Records from a data source:
·····
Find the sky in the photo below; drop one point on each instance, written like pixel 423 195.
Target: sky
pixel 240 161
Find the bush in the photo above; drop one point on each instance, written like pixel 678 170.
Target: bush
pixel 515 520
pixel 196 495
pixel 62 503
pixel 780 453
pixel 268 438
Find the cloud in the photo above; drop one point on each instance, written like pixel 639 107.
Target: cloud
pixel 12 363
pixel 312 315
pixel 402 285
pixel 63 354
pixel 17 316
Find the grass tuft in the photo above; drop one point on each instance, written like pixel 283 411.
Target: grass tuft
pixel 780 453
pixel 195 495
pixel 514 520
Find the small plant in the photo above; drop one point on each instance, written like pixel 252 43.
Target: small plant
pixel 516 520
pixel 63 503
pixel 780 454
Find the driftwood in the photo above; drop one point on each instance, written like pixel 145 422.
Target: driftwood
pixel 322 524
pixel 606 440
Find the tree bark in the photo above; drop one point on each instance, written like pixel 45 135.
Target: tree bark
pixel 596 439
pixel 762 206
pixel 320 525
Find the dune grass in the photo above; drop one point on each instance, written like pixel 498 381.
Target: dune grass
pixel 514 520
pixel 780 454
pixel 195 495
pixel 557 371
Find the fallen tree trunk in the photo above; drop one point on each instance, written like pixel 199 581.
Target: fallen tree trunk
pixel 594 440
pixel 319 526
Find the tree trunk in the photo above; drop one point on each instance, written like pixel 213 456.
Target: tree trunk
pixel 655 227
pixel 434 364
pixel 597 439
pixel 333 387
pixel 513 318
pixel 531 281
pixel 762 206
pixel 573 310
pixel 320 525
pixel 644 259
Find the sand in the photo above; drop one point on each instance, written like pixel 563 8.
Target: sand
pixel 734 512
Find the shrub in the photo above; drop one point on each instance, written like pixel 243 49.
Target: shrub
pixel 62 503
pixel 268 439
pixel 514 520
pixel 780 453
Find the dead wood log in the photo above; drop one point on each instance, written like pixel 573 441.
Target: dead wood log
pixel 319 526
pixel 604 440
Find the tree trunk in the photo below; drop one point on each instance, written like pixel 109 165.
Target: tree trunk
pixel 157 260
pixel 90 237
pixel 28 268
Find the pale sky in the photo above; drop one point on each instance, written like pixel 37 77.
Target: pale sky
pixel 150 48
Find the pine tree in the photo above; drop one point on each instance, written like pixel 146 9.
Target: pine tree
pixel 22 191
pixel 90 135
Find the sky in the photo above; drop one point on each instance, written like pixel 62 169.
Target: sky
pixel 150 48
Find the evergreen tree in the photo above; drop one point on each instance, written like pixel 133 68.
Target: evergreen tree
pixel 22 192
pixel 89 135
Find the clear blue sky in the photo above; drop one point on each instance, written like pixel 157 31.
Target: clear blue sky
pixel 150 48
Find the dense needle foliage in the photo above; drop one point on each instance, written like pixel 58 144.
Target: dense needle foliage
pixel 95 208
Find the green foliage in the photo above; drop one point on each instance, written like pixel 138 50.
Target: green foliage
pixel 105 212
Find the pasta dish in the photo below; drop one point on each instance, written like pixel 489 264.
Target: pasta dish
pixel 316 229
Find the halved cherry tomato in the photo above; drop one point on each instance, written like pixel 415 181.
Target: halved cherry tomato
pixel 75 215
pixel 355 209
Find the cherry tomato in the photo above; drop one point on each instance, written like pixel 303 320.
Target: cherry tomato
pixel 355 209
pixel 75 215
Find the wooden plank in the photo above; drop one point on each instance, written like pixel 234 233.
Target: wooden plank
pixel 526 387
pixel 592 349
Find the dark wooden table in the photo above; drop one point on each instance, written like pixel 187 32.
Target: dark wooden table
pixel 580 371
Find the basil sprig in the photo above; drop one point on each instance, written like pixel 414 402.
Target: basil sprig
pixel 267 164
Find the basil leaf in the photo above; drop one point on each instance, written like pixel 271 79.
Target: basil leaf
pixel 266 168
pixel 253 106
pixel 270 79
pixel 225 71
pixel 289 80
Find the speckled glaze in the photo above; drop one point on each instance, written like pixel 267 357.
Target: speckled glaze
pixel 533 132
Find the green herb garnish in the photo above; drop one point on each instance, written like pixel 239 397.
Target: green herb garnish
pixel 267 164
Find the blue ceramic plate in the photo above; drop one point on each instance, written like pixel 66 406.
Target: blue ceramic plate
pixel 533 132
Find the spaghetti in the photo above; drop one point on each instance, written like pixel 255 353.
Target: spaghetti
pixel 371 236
·····
What the task asks:
Could you give the lines above as a numbered list, leaving out any blank lines?

Result below:
1. Find the sky in the photo below; drop one point on each instance, written like pixel 423 195.
2. Target: sky
3. pixel 240 161
4. Find the bush in the photo above; drop one point on each instance, written like pixel 678 170.
5. Target: bush
6. pixel 515 520
7. pixel 196 495
8. pixel 62 503
9. pixel 780 453
10. pixel 268 438
11. Find the cloud in the photo above; drop one point on each instance, written like pixel 639 107.
12. Target: cloud
13. pixel 12 363
14. pixel 312 315
15. pixel 402 285
16. pixel 63 354
17. pixel 17 316
18. Find the grass tuft in the photo above; drop one point on each instance, written like pixel 283 411.
19. Target: grass tuft
20. pixel 780 453
21. pixel 195 495
22. pixel 514 520
23. Find the small plant in the photo above; drop one point on each instance, written like pixel 252 43.
24. Target: small plant
25. pixel 516 520
26. pixel 63 503
27. pixel 780 454
28. Find the driftwood in the photo above; drop one point on each instance, written like pixel 145 422.
29. Target: driftwood
30. pixel 322 524
31. pixel 606 440
32. Find the tree bark in the photo above; drop one point on each instance, written like pixel 45 135.
33. Target: tree bark
34. pixel 596 439
35. pixel 762 206
36. pixel 320 525
37. Find the dune grass in the photo above; drop one point on each instance, written like pixel 498 381.
38. Target: dune grass
39. pixel 514 520
40. pixel 780 454
41. pixel 195 495
42. pixel 557 371
43. Find the fallen tree trunk in the photo above; drop one point on each instance, written like pixel 199 581.
44. Target: fallen tree trunk
45. pixel 594 440
46. pixel 319 526
47. Find the tree trunk in the photo above; drop one point on each instance, written like pixel 213 456.
48. Target: tree trunk
49. pixel 655 227
50. pixel 434 364
51. pixel 597 439
52. pixel 333 387
53. pixel 513 318
54. pixel 531 281
55. pixel 762 206
56. pixel 573 310
57. pixel 320 525
58. pixel 644 259
59. Find the sand in the photo above; drop one point on each instance, written like pixel 563 8.
60. Target: sand
61. pixel 734 512
62. Find the shrub in the photo above; drop one point on each instance, written like pixel 243 49.
63. Target: shrub
64. pixel 62 503
65. pixel 268 439
66. pixel 514 520
67. pixel 780 453
68. Find the dead wood log in the photo above; drop one point on each instance, written like pixel 573 441.
69. Target: dead wood log
70. pixel 319 526
71. pixel 604 440
72. Find the tree trunk in the photo below; drop one point on each instance, written like pixel 109 165.
73. Target: tree trunk
74. pixel 157 260
75. pixel 90 237
76. pixel 28 268
77. Find the pale sky in the photo above; drop one point on each instance, written like pixel 37 77.
78. Target: pale sky
79. pixel 150 48
80. Find the pine tree in the photo above; drop one point on each instance, written like pixel 146 9.
81. Target: pine tree
82. pixel 22 191
83. pixel 90 135
84. Find the sky in the photo above; drop one point on each instance, written like pixel 62 169.
85. Target: sky
86. pixel 150 48
87. Find the evergreen tree in the photo above; drop one point on each instance, written like pixel 133 68.
88. Target: evergreen tree
89. pixel 22 192
90. pixel 89 135
91. Find the clear blue sky in the photo above; drop one point on each instance, written like pixel 157 31.
92. Target: clear blue sky
93. pixel 150 48
94. Find the dense needle foliage in the photo above; drop one point on each instance, written like pixel 58 144.
95. Target: dense needle foliage
96. pixel 95 208
97. Find the green foliage in the photo above; drop one point on each instance, written like pixel 138 50.
98. Target: green foliage
99. pixel 105 212
100. Find the pasta dish in the photo below; drop one point on each instance, written like pixel 489 264.
101. Target: pasta dish
102. pixel 316 229
103. Find the halved cherry tomato in the photo above; drop one point on each instance, written like pixel 415 181.
104. Target: halved cherry tomato
105. pixel 75 215
106. pixel 355 209
107. Find the cherry tomato in the photo above; drop one point on each instance, written like pixel 303 320.
108. Target: cherry tomato
109. pixel 355 209
110. pixel 75 215
111. Find the wooden plank in the photo above; drop one point on each instance, written like pixel 234 233.
112. Target: wooden plank
113. pixel 526 387
114. pixel 592 349
115. Find the dark wooden table in the photo above; drop one point on each instance, written like pixel 187 32.
116. Target: dark wooden table
117. pixel 580 371
118. Find the basil sprig in the photo above; drop one point on each instance, written like pixel 414 402.
119. Target: basil sprig
120. pixel 267 164
121. Find the basil leaf in the photo above; drop one point on each instance, written like pixel 271 79.
122. Target: basil leaf
123. pixel 266 168
124. pixel 253 106
125. pixel 270 79
126. pixel 225 71
127. pixel 289 80
128. Find the speckled glaze in the photo above; drop one point on each instance, written like pixel 267 357.
129. Target: speckled glaze
130. pixel 533 132
131. Find the green herb garnish in the photo above; drop one point on each instance, written like pixel 239 397.
132. Target: green herb garnish
133. pixel 267 164
134. Find the blue ceramic plate in the photo above; drop one point on each instance, written like pixel 66 406.
135. Target: blue ceramic plate
136. pixel 533 132
137. Find the spaghetti in the photo above; drop one point on each instance, written like pixel 255 353.
138. Target: spaghetti
139. pixel 371 236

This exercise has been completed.